MATERIAL SHOWN>
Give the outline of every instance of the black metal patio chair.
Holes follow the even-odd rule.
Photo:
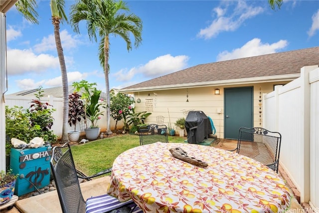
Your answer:
[[[165,125],[149,124],[140,127],[140,145],[144,145],[160,142],[168,143],[167,128]]]
[[[237,147],[231,151],[249,157],[278,173],[281,135],[255,127],[239,129]]]
[[[60,156],[62,149],[66,150]],[[50,164],[63,213],[143,213],[133,200],[121,203],[107,194],[89,198],[85,201],[78,179],[92,177],[78,175],[69,144],[53,148]],[[94,177],[97,176],[95,175]]]

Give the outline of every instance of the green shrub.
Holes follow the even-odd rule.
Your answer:
[[[8,155],[12,147],[11,139],[15,138],[27,144],[36,137],[44,141],[55,143],[57,136],[50,130],[53,124],[52,113],[55,110],[48,109],[47,103],[42,103],[41,87],[36,95],[37,100],[33,100],[29,109],[14,106],[5,106],[5,153]]]

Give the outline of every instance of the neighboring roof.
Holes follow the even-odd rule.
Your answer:
[[[292,80],[319,64],[319,47],[200,64],[125,87],[119,92]]]
[[[44,96],[48,95],[52,95],[53,97],[62,98],[63,97],[63,92],[62,86],[59,86],[56,87],[48,88],[46,89],[42,89],[43,90],[43,92],[42,93]],[[21,96],[34,96],[36,94],[38,93],[38,88],[29,89],[28,90],[21,91],[19,92],[15,92],[14,93],[10,94],[12,95],[21,95]],[[72,94],[74,91],[74,88],[72,85],[69,85],[69,94]],[[79,94],[82,94],[81,91],[79,92]],[[105,99],[106,95],[105,92],[101,92],[100,98],[103,98]]]
[[[6,12],[17,1],[17,0],[0,0],[0,10],[1,12]]]

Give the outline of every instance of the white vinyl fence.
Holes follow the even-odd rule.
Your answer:
[[[36,99],[35,96],[20,96],[20,95],[5,95],[5,104],[9,107],[12,107],[14,106],[22,106],[24,109],[28,109],[30,107],[30,102],[32,99]],[[56,135],[58,137],[62,136],[62,98],[54,97],[52,96],[48,97],[42,97],[41,98],[41,101],[42,102],[48,102],[49,104],[53,106],[52,107],[56,110],[52,114],[52,116],[54,118],[53,125],[51,128],[51,130],[53,130]],[[105,110],[104,108],[101,107],[101,111],[103,112]],[[101,119],[97,122],[97,125],[101,128],[101,132],[105,131],[107,127],[107,119],[106,112],[103,113],[104,115],[101,116]],[[115,121],[113,118],[111,119],[111,129],[114,128],[115,125]],[[119,126],[123,126],[122,121],[119,121],[118,124]],[[77,130],[83,130],[80,129],[80,125],[78,124],[76,125]],[[82,125],[83,126],[83,125]],[[74,127],[69,127],[69,130],[74,130]]]
[[[300,77],[264,95],[263,126],[282,134],[280,164],[319,212],[319,68],[301,68]]]

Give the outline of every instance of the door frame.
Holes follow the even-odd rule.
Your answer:
[[[254,126],[254,86],[243,86],[243,87],[227,87],[224,88],[224,138],[226,138],[226,90],[236,90],[239,89],[250,88],[251,89],[251,111],[250,112],[251,115],[251,120],[250,121],[251,127],[253,127]],[[236,136],[236,138],[238,139],[238,135]]]

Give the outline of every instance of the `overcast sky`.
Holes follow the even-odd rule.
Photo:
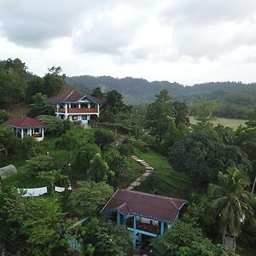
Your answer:
[[[0,0],[0,59],[44,75],[256,82],[256,0]]]

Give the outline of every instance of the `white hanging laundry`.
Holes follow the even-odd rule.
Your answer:
[[[37,188],[37,189],[18,189],[18,192],[26,191],[25,195],[21,196],[39,196],[47,193],[47,187]]]
[[[55,190],[56,192],[63,192],[65,191],[65,188],[55,186]]]

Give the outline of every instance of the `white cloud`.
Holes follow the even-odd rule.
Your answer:
[[[35,73],[256,81],[254,0],[0,0],[0,56]]]

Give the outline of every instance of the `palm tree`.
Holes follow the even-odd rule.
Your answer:
[[[251,207],[253,199],[246,190],[249,185],[246,173],[232,168],[229,168],[225,174],[218,172],[218,184],[209,184],[208,196],[213,212],[220,218],[224,244],[227,228],[236,241],[246,216],[253,213]]]

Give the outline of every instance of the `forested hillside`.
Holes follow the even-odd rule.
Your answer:
[[[218,117],[246,119],[248,111],[256,106],[256,84],[217,82],[185,86],[167,81],[148,82],[143,79],[114,79],[108,76],[78,76],[67,78],[67,82],[83,90],[96,86],[105,90],[116,89],[124,95],[126,102],[140,104],[152,102],[155,94],[167,89],[173,100],[185,102],[195,112],[201,101],[217,101],[215,114]]]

EXERCISE DESCRIPTION>
Skip the pictures and print each record exactly as it stands.

RESPONSE TO THIS EXERCISE>
Give the outline of every instance of the black metal patio chair.
Holes follow the even-odd rule.
Photo:
Your answer:
[[[165,125],[149,124],[140,127],[140,145],[144,145],[160,142],[168,143],[167,128]]]
[[[237,147],[231,151],[249,157],[278,173],[281,135],[255,127],[239,129]]]
[[[60,156],[62,149],[66,150]],[[50,164],[63,213],[143,213],[133,200],[121,203],[107,194],[89,198],[85,201],[78,179],[92,177],[78,175],[69,144],[53,148]],[[94,177],[97,176],[95,175]]]

Give the outline of every instance of the green shrub.
Holes follow the even-odd rule.
Your answer:
[[[8,155],[12,147],[11,139],[15,138],[27,144],[36,137],[44,141],[55,143],[57,136],[50,130],[53,124],[52,113],[55,110],[48,109],[47,103],[42,103],[41,87],[36,95],[37,100],[33,100],[29,109],[14,106],[5,106],[5,153]]]

Give the outline of every instance of the neighboring roof.
Holes follow the even-odd rule.
Your answer:
[[[292,80],[319,64],[319,47],[200,64],[125,87],[119,92]]]
[[[44,96],[48,95],[52,95],[53,97],[62,98],[63,97],[63,92],[62,86],[59,86],[56,87],[48,88],[46,89],[42,89],[43,90],[43,92],[42,93]],[[21,96],[34,96],[36,94],[38,93],[38,88],[29,89],[28,90],[21,91],[19,92],[15,92],[14,93],[10,94],[12,95],[21,95]],[[72,94],[74,91],[74,88],[72,85],[69,85],[69,94]],[[79,94],[82,94],[81,91],[79,92]],[[105,99],[106,95],[105,92],[101,92],[100,98],[103,98]]]
[[[6,12],[17,1],[17,0],[0,0],[0,10],[1,12]]]

Give the outline of every instance of the white vinyl fence.
Holes follow the even-odd rule.
Your answer:
[[[36,99],[35,96],[20,96],[20,95],[5,95],[5,104],[9,107],[12,107],[14,106],[22,106],[24,109],[28,109],[30,107],[30,102],[32,99]],[[56,135],[58,137],[62,136],[62,98],[54,97],[52,96],[48,97],[42,97],[41,98],[41,101],[42,102],[48,102],[49,104],[53,106],[52,107],[56,110],[52,114],[52,116],[54,118],[53,125],[51,128],[51,130],[53,130]],[[105,110],[104,108],[101,107],[101,111],[103,112]],[[101,119],[97,122],[97,125],[101,128],[101,132],[105,131],[107,127],[107,119],[106,112],[103,113],[104,115],[101,116]],[[115,121],[113,118],[111,119],[111,129],[114,128],[115,125]],[[119,126],[123,126],[122,121],[119,121],[118,124]],[[77,130],[83,130],[80,129],[80,125],[78,124],[76,125]],[[82,125],[83,126],[83,125]],[[74,127],[69,127],[69,130],[74,130]]]
[[[300,77],[264,95],[263,126],[282,134],[280,164],[319,212],[319,68],[301,68]]]

Give the outline of every instance of the door frame.
Holes follow the even-odd rule.
Your answer:
[[[254,126],[254,86],[243,86],[243,87],[227,87],[224,88],[224,138],[226,138],[226,90],[236,90],[239,89],[250,88],[251,89],[251,111],[250,112],[251,115],[251,120],[250,121],[251,127],[253,127]],[[236,136],[236,138],[238,139],[238,135]]]

Give the outline of every instance of the `overcast sky`.
Holes follow the even-odd rule.
Photo:
Your answer:
[[[0,0],[0,59],[44,75],[256,82],[256,0]]]

Give the outline of every instance of the `white hanging laundry`.
Holes follow the even-odd rule.
Your answer:
[[[37,188],[37,189],[18,189],[18,192],[26,191],[25,195],[21,196],[39,196],[47,193],[47,187]]]
[[[55,190],[56,192],[63,192],[65,191],[65,188],[55,186]]]

Give the outline of every instance of the `white cloud`.
Holes follow the even-odd rule.
Your answer:
[[[35,73],[256,81],[254,0],[0,0],[0,56]]]

Give the outline of every instance of the `palm tree`.
Holes follow the even-odd rule.
Your answer:
[[[251,207],[253,199],[246,190],[249,185],[246,173],[232,168],[229,168],[225,174],[218,172],[218,184],[209,184],[208,196],[213,212],[220,218],[224,244],[227,228],[236,241],[246,216],[253,213]]]

Give the outline of every instance of the `forested hillside`.
Holes follow the even-odd rule.
Your answer:
[[[218,117],[246,119],[248,111],[256,106],[256,84],[217,82],[185,86],[167,81],[148,82],[143,79],[114,79],[108,76],[78,76],[67,78],[67,82],[83,90],[96,86],[105,90],[116,89],[124,95],[126,102],[140,104],[152,102],[155,94],[167,89],[173,100],[185,102],[195,112],[201,101],[217,101],[215,114]]]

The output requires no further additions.